What you need to do: Restate word for word the lines below, from the one containing "Study the picture above. For each instance of the thin" through the final line, with no pictures included.

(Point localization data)

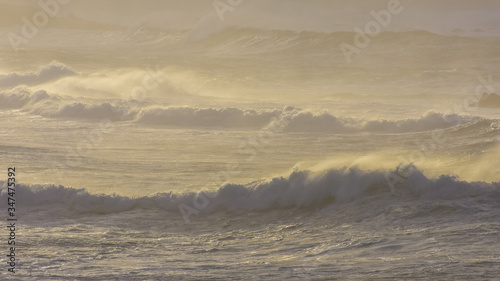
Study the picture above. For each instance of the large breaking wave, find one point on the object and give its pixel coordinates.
(301, 189)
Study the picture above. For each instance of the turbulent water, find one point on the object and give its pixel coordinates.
(244, 153)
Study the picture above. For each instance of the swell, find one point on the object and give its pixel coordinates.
(287, 119)
(301, 189)
(48, 73)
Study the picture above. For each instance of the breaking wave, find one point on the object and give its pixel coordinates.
(53, 71)
(301, 189)
(288, 119)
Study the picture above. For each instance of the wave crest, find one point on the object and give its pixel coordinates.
(302, 189)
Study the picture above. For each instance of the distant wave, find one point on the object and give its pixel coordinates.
(288, 119)
(21, 99)
(206, 117)
(48, 73)
(492, 101)
(301, 189)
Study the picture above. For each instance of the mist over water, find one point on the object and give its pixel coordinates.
(252, 140)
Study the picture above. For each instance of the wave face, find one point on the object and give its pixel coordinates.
(302, 189)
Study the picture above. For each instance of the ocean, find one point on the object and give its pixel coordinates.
(246, 150)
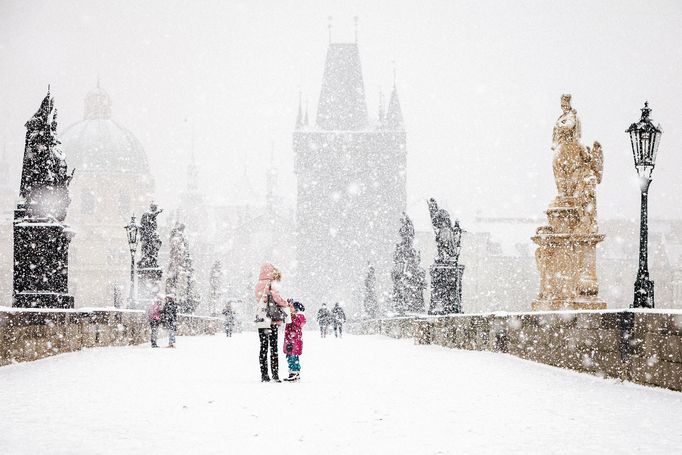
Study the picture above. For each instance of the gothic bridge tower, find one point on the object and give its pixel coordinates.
(351, 174)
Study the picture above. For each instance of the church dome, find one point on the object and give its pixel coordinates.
(100, 145)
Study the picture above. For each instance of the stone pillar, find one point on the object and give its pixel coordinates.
(446, 288)
(41, 262)
(148, 286)
(566, 260)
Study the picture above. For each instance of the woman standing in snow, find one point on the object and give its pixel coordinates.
(267, 327)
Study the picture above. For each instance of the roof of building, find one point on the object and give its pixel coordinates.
(99, 144)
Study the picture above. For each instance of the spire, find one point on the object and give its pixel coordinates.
(342, 104)
(394, 115)
(299, 117)
(305, 120)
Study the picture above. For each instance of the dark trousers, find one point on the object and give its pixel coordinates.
(268, 337)
(155, 332)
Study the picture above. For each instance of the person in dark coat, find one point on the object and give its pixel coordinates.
(338, 319)
(228, 312)
(324, 319)
(267, 327)
(170, 319)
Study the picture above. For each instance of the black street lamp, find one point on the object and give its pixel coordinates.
(645, 138)
(131, 231)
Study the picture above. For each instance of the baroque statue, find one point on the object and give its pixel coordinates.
(577, 169)
(446, 271)
(566, 253)
(149, 236)
(448, 237)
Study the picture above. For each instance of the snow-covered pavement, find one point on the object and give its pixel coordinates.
(359, 395)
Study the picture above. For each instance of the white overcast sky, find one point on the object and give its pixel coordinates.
(479, 83)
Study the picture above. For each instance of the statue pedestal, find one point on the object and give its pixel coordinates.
(446, 288)
(148, 285)
(41, 263)
(567, 262)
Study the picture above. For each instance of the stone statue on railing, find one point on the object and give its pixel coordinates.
(41, 239)
(149, 236)
(448, 238)
(446, 272)
(566, 254)
(148, 270)
(577, 169)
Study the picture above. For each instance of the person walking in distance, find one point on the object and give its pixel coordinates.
(338, 319)
(154, 318)
(228, 312)
(170, 319)
(323, 319)
(269, 317)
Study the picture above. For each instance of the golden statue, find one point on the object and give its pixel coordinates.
(577, 169)
(566, 254)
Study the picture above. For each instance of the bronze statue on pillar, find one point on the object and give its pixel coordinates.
(446, 272)
(566, 254)
(41, 239)
(148, 271)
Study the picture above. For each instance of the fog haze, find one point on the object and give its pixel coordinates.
(479, 83)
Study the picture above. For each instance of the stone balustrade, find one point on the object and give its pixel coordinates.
(31, 334)
(642, 346)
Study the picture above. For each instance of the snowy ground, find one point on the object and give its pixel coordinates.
(359, 395)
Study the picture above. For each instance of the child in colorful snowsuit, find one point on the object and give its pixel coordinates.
(154, 317)
(293, 340)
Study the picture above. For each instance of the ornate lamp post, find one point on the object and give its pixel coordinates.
(645, 138)
(131, 231)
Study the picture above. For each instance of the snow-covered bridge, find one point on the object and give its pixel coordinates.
(359, 394)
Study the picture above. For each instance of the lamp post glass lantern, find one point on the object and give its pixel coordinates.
(644, 139)
(131, 232)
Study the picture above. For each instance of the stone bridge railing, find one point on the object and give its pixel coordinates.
(642, 346)
(31, 334)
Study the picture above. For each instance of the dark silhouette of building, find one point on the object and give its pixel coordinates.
(351, 175)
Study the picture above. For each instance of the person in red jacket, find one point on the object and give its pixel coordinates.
(293, 340)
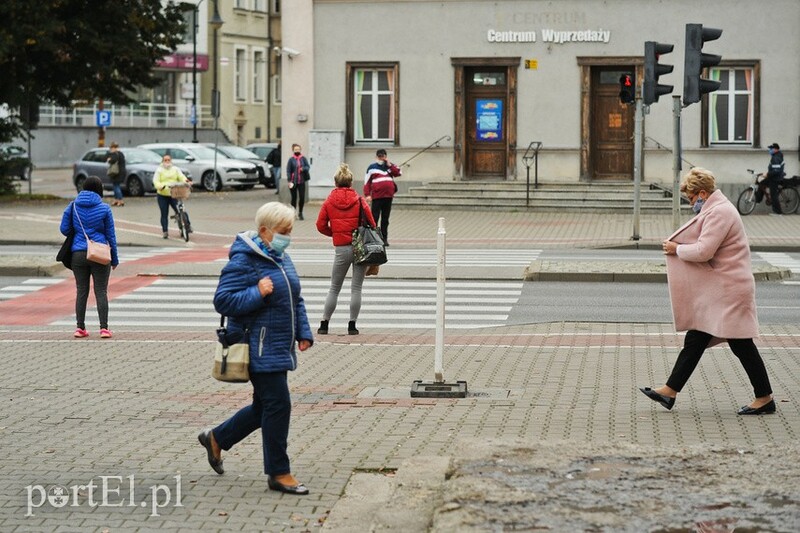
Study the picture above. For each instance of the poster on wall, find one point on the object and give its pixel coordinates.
(489, 115)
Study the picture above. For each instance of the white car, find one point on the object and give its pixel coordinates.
(199, 160)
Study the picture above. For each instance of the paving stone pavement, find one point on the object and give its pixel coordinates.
(76, 410)
(127, 411)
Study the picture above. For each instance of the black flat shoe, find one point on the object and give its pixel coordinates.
(766, 409)
(299, 489)
(205, 439)
(666, 401)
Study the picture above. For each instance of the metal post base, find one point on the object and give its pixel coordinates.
(433, 389)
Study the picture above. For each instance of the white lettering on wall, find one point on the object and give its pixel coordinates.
(494, 36)
(550, 36)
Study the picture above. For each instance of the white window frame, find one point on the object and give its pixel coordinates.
(731, 92)
(374, 93)
(259, 73)
(240, 74)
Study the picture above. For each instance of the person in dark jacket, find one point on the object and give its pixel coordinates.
(274, 161)
(116, 156)
(775, 174)
(379, 189)
(89, 214)
(259, 292)
(297, 174)
(338, 217)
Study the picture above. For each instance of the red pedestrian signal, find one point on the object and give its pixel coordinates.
(627, 89)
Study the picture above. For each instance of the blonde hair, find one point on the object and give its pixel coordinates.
(698, 179)
(274, 214)
(343, 176)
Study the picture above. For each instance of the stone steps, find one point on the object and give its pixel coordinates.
(602, 197)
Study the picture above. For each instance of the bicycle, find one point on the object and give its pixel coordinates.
(788, 196)
(181, 191)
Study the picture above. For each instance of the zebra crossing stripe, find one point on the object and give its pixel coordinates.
(385, 304)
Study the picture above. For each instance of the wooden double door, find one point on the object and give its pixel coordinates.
(611, 126)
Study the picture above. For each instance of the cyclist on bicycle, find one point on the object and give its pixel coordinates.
(167, 175)
(775, 174)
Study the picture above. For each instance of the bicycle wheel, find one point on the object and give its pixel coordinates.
(184, 224)
(789, 199)
(747, 201)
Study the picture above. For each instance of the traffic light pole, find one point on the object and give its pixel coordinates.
(637, 165)
(676, 162)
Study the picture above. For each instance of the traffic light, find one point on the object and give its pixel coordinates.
(627, 89)
(694, 87)
(653, 69)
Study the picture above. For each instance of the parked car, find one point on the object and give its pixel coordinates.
(237, 152)
(19, 164)
(140, 165)
(262, 150)
(199, 159)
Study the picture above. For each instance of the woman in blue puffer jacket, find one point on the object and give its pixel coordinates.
(259, 292)
(89, 214)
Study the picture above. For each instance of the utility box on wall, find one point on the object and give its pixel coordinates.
(325, 153)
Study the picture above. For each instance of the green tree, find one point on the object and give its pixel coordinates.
(60, 51)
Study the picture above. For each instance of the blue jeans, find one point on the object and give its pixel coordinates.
(270, 411)
(276, 172)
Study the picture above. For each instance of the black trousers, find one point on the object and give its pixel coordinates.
(84, 272)
(299, 190)
(696, 343)
(381, 209)
(774, 193)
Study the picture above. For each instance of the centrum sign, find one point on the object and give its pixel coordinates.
(549, 36)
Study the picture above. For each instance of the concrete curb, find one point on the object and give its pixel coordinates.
(406, 501)
(618, 271)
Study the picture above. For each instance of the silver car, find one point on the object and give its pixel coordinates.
(199, 160)
(243, 154)
(140, 165)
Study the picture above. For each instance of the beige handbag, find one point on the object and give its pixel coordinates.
(231, 362)
(97, 252)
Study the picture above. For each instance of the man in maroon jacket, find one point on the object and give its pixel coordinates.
(379, 189)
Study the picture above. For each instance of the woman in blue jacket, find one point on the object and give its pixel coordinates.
(89, 214)
(259, 292)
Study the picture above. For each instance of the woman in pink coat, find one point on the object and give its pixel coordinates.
(712, 291)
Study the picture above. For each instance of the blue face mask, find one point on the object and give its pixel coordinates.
(279, 243)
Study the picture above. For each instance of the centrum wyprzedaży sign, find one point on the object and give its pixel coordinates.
(549, 36)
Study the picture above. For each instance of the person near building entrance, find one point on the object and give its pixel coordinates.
(379, 190)
(274, 161)
(775, 173)
(116, 175)
(297, 174)
(712, 291)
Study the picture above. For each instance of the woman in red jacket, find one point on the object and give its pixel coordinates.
(338, 217)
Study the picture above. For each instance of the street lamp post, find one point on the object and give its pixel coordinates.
(194, 72)
(216, 23)
(186, 6)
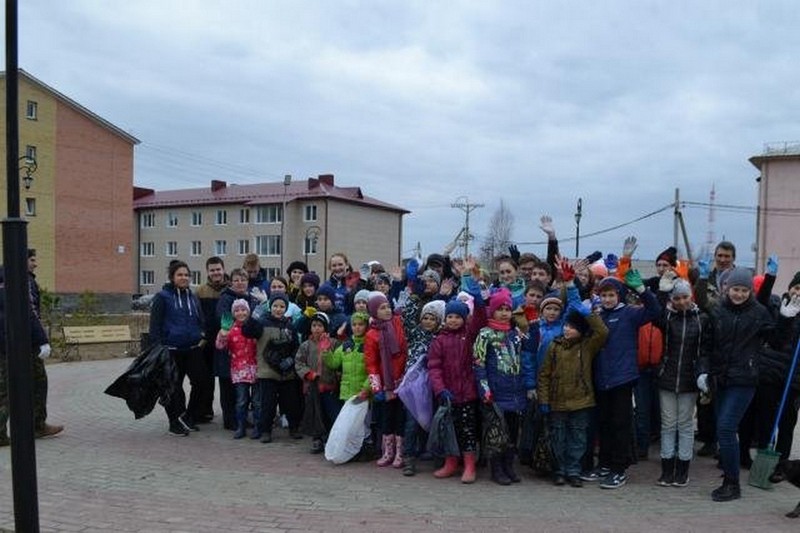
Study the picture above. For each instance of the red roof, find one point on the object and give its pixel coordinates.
(257, 194)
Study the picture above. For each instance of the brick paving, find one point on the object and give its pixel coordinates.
(109, 472)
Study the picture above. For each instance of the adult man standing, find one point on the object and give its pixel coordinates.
(41, 428)
(208, 294)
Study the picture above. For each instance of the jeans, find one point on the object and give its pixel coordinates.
(677, 420)
(731, 404)
(568, 431)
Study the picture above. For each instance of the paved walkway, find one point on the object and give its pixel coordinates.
(109, 472)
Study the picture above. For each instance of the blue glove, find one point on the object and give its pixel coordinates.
(772, 265)
(446, 396)
(412, 268)
(703, 268)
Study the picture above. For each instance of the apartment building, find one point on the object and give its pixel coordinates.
(78, 205)
(306, 220)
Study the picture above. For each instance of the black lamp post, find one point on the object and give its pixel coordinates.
(17, 305)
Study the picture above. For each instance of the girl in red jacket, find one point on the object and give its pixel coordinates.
(453, 380)
(385, 351)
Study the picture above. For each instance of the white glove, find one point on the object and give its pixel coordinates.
(44, 351)
(790, 308)
(702, 383)
(258, 294)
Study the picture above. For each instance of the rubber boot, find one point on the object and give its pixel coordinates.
(667, 472)
(449, 468)
(388, 451)
(398, 456)
(498, 473)
(468, 476)
(508, 466)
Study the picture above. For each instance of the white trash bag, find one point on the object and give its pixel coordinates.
(348, 432)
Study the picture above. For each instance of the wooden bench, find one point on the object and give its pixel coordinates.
(75, 336)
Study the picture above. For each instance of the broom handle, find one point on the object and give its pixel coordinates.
(786, 387)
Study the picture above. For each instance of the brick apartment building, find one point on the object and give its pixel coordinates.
(79, 204)
(306, 220)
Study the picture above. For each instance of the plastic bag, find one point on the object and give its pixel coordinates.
(348, 432)
(415, 393)
(442, 441)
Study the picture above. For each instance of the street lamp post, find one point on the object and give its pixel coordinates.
(578, 214)
(287, 180)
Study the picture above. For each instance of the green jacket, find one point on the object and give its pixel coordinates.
(349, 359)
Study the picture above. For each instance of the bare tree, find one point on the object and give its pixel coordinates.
(498, 236)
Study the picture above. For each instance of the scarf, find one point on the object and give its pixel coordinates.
(388, 346)
(498, 325)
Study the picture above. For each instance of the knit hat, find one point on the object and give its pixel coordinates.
(435, 308)
(500, 298)
(681, 288)
(322, 318)
(361, 296)
(578, 321)
(376, 299)
(310, 277)
(551, 300)
(433, 275)
(327, 291)
(795, 280)
(297, 265)
(740, 277)
(670, 255)
(456, 307)
(238, 304)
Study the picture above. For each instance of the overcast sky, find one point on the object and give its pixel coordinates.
(420, 103)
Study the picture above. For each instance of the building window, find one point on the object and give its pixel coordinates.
(32, 110)
(220, 247)
(30, 207)
(148, 277)
(269, 214)
(268, 245)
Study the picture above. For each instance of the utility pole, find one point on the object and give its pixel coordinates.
(463, 203)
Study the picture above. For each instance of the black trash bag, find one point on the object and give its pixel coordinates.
(495, 430)
(151, 378)
(442, 441)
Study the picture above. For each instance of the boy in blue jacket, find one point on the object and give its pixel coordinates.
(616, 372)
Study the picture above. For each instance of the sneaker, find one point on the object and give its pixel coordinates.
(48, 431)
(597, 474)
(614, 481)
(176, 429)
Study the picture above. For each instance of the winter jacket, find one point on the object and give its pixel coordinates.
(276, 348)
(176, 320)
(502, 368)
(688, 337)
(565, 377)
(348, 359)
(739, 331)
(616, 364)
(309, 365)
(372, 356)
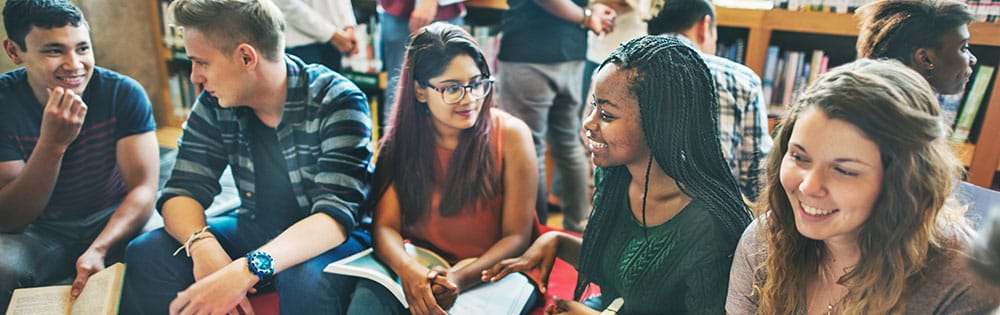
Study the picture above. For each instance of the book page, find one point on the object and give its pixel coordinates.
(509, 295)
(364, 264)
(101, 294)
(51, 300)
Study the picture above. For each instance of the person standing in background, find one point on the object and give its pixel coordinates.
(541, 83)
(319, 31)
(742, 111)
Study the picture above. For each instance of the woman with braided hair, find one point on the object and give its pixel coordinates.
(858, 215)
(668, 213)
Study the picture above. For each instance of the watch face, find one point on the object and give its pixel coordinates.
(260, 264)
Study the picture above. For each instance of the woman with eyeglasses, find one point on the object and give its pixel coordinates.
(453, 175)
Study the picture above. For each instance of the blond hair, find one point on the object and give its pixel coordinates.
(895, 108)
(229, 23)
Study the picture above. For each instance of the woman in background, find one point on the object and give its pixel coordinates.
(929, 36)
(453, 175)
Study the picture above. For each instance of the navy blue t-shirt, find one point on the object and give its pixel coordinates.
(89, 179)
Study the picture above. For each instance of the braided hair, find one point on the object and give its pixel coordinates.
(678, 107)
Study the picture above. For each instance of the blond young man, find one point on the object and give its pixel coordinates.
(297, 138)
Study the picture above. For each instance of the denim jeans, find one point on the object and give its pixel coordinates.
(45, 253)
(395, 37)
(547, 98)
(155, 276)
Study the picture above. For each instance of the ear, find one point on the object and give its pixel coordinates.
(248, 55)
(706, 35)
(923, 59)
(419, 92)
(10, 47)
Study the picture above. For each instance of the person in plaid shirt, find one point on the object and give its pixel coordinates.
(742, 111)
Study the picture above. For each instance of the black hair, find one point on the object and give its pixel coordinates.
(407, 157)
(678, 109)
(896, 28)
(679, 15)
(20, 15)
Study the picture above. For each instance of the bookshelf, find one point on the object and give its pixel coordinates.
(982, 158)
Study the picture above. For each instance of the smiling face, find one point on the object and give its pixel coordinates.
(832, 174)
(614, 129)
(56, 57)
(220, 74)
(952, 61)
(449, 118)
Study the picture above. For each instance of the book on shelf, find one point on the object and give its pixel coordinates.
(973, 99)
(99, 297)
(506, 296)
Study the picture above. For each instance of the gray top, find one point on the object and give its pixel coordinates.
(950, 288)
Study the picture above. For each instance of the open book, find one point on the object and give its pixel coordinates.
(99, 297)
(507, 296)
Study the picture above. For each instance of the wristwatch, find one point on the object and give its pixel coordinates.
(260, 264)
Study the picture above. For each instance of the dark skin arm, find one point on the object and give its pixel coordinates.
(140, 168)
(26, 187)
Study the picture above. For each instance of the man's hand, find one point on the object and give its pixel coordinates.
(564, 307)
(221, 292)
(91, 262)
(62, 118)
(422, 15)
(602, 19)
(345, 41)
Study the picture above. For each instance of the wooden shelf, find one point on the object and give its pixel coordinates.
(982, 159)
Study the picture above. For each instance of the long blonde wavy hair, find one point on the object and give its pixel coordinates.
(895, 108)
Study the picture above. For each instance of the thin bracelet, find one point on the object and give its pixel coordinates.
(193, 237)
(586, 17)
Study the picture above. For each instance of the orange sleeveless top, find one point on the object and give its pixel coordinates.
(472, 231)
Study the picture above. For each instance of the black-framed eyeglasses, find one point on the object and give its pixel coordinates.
(454, 93)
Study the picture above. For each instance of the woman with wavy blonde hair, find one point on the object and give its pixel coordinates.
(858, 218)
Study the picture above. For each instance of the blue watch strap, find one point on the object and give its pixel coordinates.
(260, 264)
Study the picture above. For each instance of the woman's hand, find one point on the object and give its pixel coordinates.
(221, 292)
(538, 258)
(566, 307)
(418, 287)
(443, 286)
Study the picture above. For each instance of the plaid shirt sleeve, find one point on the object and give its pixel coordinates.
(200, 161)
(345, 166)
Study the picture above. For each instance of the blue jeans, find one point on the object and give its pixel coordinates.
(395, 37)
(46, 252)
(155, 276)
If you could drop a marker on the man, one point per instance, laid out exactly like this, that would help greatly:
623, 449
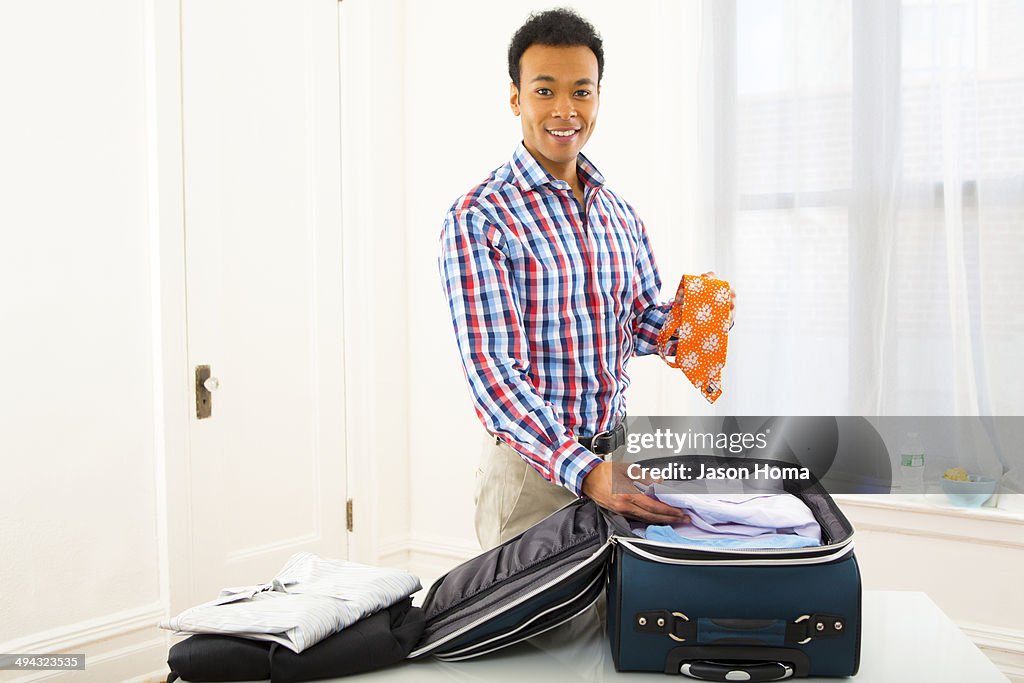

Task response:
Study the picture above. For each instance of the thin bracelet, find one point on the object and give its pixel coordinates.
(193, 237)
(586, 17)
Study the picture above. For each instance of the orange sleeveless top, find one point on the object and give its pixel coordinates.
(472, 231)
Study the picture above. For each instance of the black-framed eyeglasses, find one point on the object and give its pixel coordinates.
(454, 93)
Study the picture above. For each instance of the woman with wavy blonde hair, find one point on the object and give its pixel coordinates.
(858, 218)
Study the picture above. For each instance of the blue watch strap, find one point on the object and give its pixel coordinates.
(260, 264)
Study the picture above. For each instance of the woman's hand, find one point on the object and give its pixel coordinates.
(221, 292)
(538, 258)
(566, 307)
(418, 287)
(443, 286)
Study the picture above. For each instance of the plaid shirt sleeve, find one point on the object and give its pixel coordinates.
(200, 161)
(345, 166)
Study the picture above. For each instance of the blue jeans, find one point on the object and give its pixel coordinates.
(395, 37)
(46, 252)
(155, 276)
If you could drop a marker on the man, one point per instance, laid out exactly like this, that would help greatly:
623, 449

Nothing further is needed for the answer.